TEXTE À LIRE
En fait, comment résister à ces authentiques cris du coeur? Et, comme le constata Jésus-Christ, impossible de ne pas céder à la ferveur populaire. C’est pourquoi j’accepte de plein gré mon calvaire et entreprends de raconter ici l’histoire d’Albert, le magistrat vidangeur.

J’ai connu l’homme durant presque 20 ans. L’homme? Je devrais dire Son Honneur, puisqu’à 55 ans, il trônait déjà au sommet de l’appareil judiciaire canadien.

Albert fut un ti-gars bien ordinaire avec de grandes oreilles et des ongles sales, élevé dans un trou du Québec. Au Collège de Lévis, il développa une immense aversion pour les frères qui aimaient bien attendrir à la strap cet étudiant dissipé et médiocre, qui ne dut son salut qu’en s’incorporant peu après la guerre à l’armée canadienne qui en fit un capitaine et un avocat compétent. Il avait, préalablement, de plusieurs années à travailler sur les rails du CN, rapporté la fâcheuse habitude de fumer trois paquets d’Export A et le don de savoir travailler de ses mains. Un don qui, comme chez Roland Arpin, s’était transformé en passe-temps. Toute comparaison s’arrête là.

Car Son Honneur inventait des choses impossibles dont l’usage défie la raison. Et qui bien souvent compliquaient l’existence plus qu’elles ne la simplifiaient. Or, pour créer toutes ces choses inutiles, tel le toit de galerie décapotable ou le moustiquaire rétractile, il fallait des matières premières…

Ainsi, s’il en fallait beaucoup pour que ce caractère placide qui en avait vu d’autres, et des crimes et des horreurs, vienne à s’émouvoir, deux périodes de l’année le rendaient particulièrement fébrile: le ménage du printemps et le déménagement.

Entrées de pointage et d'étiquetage

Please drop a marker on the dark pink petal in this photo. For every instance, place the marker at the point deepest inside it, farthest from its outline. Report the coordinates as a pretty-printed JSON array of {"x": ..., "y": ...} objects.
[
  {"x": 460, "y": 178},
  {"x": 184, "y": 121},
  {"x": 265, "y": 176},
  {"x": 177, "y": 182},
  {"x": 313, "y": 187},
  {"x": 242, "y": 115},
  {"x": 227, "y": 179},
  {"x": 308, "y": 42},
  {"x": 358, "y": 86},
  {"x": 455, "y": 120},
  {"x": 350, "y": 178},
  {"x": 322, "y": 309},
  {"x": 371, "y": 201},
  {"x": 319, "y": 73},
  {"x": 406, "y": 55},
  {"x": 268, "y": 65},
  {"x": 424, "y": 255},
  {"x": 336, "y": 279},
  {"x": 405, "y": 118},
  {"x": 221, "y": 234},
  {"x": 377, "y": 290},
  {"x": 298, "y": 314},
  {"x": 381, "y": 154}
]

PETIT EXERCICE
Poursuivez le récit sur Albert, le magistrat vidangeur, à partir de sa dernière phrase. Vous n'avez nul besoin de ces entrées.

RÉPONSE ATTENDUE
Le soir du 30 juin et du 1er juillet, lorsque descendait la pénombre, l’honorable juge attelait à sa rutilante Chrysler Le Baron, un horrible trailer vert fabriqué par ses soins et partait en chasse. Jusque tard dans la nuit, à la faveur du sommeil des banlieusards, ce prédateur impitoyable en quête de déchets fouillait les vidanges de tout le quartier. Une lampe sans abat-jour, une chaise à trois pattes, un marteau édenté, un parasol rongé par les mites, une radio de l’année du siège suffisaient à faire son bonheur et il rentrait alors repu à la maison, souriant de ses trouvailles, auprès de sa femme endormie. Lorsque la chasse avait été mauvaise, il refusait la défaite et marmonnait: "Nous y retournerons demain." Et l’on savait qu’il n’y avait pas plus grand plaisir terrestre pour cet homme qui gagnait plus de 100 000 $ par année. Oh, ce n’est pas qu’il était pingre, mais son aversion du gaspillage jointe à un sens de l’économie appris à la dure mêlés au vertige de l’aventure et au délire du patenteux constituaient un cocktail irrésistible.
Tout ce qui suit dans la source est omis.